For the entries below, print exactly the lines between the line holding "x=360, y=223" and the line holding "x=149, y=326", inclusive, and nothing else.

BEGIN Records shown

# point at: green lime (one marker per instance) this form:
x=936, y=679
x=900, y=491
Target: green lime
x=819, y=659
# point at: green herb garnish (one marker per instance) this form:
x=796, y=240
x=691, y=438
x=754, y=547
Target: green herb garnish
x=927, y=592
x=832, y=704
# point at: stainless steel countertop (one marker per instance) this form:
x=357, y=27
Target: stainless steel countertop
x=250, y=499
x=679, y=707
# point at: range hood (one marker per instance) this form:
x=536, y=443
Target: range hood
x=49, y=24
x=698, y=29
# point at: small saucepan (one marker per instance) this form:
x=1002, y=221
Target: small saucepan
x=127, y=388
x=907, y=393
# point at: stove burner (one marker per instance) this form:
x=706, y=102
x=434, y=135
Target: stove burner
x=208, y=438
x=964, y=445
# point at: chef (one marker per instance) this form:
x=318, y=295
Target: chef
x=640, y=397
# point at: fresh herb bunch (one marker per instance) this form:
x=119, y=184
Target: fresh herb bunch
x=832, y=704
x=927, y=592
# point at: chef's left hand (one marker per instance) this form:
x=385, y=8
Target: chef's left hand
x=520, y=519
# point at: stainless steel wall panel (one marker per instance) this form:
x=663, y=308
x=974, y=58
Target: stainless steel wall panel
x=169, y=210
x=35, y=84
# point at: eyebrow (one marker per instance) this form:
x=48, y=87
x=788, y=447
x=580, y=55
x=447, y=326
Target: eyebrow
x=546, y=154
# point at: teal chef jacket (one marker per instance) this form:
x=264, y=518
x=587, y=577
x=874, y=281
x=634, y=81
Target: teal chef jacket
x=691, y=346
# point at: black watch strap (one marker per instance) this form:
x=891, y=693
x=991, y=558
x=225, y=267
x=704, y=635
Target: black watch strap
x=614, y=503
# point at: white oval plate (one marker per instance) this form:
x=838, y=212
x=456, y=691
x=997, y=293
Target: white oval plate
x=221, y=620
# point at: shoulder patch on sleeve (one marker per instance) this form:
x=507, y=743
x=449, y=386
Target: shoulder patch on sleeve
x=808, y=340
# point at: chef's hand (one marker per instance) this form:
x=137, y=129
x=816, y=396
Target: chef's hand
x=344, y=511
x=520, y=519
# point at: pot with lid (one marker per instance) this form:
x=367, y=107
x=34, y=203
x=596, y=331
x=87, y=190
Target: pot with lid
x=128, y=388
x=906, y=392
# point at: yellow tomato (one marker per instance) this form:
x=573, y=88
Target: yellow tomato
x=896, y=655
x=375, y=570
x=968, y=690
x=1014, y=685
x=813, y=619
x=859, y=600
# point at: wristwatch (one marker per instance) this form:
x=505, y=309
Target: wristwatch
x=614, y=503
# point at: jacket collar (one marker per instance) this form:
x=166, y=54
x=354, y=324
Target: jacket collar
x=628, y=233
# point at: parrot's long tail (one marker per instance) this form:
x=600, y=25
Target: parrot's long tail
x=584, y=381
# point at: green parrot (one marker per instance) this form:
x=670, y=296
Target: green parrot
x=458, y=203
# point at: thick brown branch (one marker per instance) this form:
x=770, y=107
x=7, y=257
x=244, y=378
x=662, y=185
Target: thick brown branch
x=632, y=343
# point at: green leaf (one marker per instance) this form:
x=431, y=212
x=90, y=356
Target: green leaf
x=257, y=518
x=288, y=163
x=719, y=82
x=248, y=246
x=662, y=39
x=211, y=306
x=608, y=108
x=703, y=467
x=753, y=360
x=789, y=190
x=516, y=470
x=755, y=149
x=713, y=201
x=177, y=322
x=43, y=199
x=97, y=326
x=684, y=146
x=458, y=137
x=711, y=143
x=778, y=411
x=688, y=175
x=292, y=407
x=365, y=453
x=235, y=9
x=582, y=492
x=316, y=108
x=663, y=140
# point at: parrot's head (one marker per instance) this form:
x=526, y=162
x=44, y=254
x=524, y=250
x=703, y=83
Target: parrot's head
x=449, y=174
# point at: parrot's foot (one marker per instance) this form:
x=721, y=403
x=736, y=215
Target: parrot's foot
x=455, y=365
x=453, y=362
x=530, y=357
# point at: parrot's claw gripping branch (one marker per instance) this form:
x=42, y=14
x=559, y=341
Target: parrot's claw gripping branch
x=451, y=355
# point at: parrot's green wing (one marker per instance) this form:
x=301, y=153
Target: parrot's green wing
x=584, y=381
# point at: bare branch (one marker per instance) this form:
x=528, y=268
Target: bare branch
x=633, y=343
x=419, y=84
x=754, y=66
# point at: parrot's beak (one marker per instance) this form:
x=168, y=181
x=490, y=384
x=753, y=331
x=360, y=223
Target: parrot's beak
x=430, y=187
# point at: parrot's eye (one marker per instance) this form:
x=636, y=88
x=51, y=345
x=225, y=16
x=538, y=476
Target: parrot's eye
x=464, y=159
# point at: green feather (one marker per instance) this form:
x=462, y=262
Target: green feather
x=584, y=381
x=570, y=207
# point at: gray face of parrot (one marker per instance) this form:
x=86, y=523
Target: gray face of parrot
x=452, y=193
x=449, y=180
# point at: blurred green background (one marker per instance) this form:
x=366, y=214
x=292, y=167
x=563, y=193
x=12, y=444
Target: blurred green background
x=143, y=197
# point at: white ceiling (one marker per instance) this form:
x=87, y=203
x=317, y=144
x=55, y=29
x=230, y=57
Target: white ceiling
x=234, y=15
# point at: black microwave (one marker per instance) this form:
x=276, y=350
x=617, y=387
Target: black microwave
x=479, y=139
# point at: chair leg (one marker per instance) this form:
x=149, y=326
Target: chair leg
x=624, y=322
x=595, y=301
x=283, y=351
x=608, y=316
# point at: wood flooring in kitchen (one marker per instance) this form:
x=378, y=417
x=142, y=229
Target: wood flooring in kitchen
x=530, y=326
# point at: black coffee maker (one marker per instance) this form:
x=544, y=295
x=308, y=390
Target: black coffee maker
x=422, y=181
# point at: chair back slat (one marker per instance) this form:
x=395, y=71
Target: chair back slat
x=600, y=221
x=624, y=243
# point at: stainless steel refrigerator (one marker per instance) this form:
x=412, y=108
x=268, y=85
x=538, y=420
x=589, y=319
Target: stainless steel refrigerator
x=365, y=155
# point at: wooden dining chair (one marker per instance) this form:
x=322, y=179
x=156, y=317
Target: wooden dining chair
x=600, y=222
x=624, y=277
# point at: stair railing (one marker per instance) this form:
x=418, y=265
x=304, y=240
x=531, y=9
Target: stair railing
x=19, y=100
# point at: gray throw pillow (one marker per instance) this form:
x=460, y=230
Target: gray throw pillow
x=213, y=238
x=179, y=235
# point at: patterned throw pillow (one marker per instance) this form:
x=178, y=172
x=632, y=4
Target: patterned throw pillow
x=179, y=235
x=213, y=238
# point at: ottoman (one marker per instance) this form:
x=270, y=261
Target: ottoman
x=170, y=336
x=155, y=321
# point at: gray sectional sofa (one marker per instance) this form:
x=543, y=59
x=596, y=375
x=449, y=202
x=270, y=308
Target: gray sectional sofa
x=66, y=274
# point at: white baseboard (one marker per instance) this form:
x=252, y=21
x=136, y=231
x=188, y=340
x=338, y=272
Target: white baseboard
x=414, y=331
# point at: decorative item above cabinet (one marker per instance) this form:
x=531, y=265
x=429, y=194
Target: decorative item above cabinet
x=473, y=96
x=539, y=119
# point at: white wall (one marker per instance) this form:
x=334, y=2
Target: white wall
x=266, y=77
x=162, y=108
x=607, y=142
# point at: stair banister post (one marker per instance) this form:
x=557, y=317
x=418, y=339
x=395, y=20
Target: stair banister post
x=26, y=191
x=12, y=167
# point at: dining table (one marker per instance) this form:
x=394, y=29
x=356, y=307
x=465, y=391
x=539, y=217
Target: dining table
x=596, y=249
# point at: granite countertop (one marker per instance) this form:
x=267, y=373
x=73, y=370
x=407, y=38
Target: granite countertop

END Records shown

- Task solution
x=360, y=223
Target: parrot's beak
x=430, y=187
# point at: parrot's eye (one marker per instance) this form:
x=636, y=88
x=51, y=345
x=225, y=16
x=538, y=476
Target: parrot's eye
x=464, y=159
# point at: green feather (one marker per instance) this form:
x=462, y=262
Target: green feather
x=584, y=381
x=570, y=207
# point at: gray face of parrot (one marker per instance) this form:
x=86, y=523
Target: gray face of parrot
x=452, y=193
x=449, y=180
# point at: blurred green background (one marker per instance) this form:
x=366, y=214
x=292, y=167
x=563, y=193
x=12, y=444
Target: blurred green background
x=143, y=197
# point at: white ceiling (one marker per instance) this form:
x=87, y=203
x=317, y=144
x=55, y=29
x=230, y=57
Target: white ceiling
x=234, y=15
# point at: black microwave (one marker per instance) this form:
x=276, y=350
x=617, y=387
Target: black microwave
x=479, y=139
# point at: chair leg (one marker per instance) this form:
x=149, y=326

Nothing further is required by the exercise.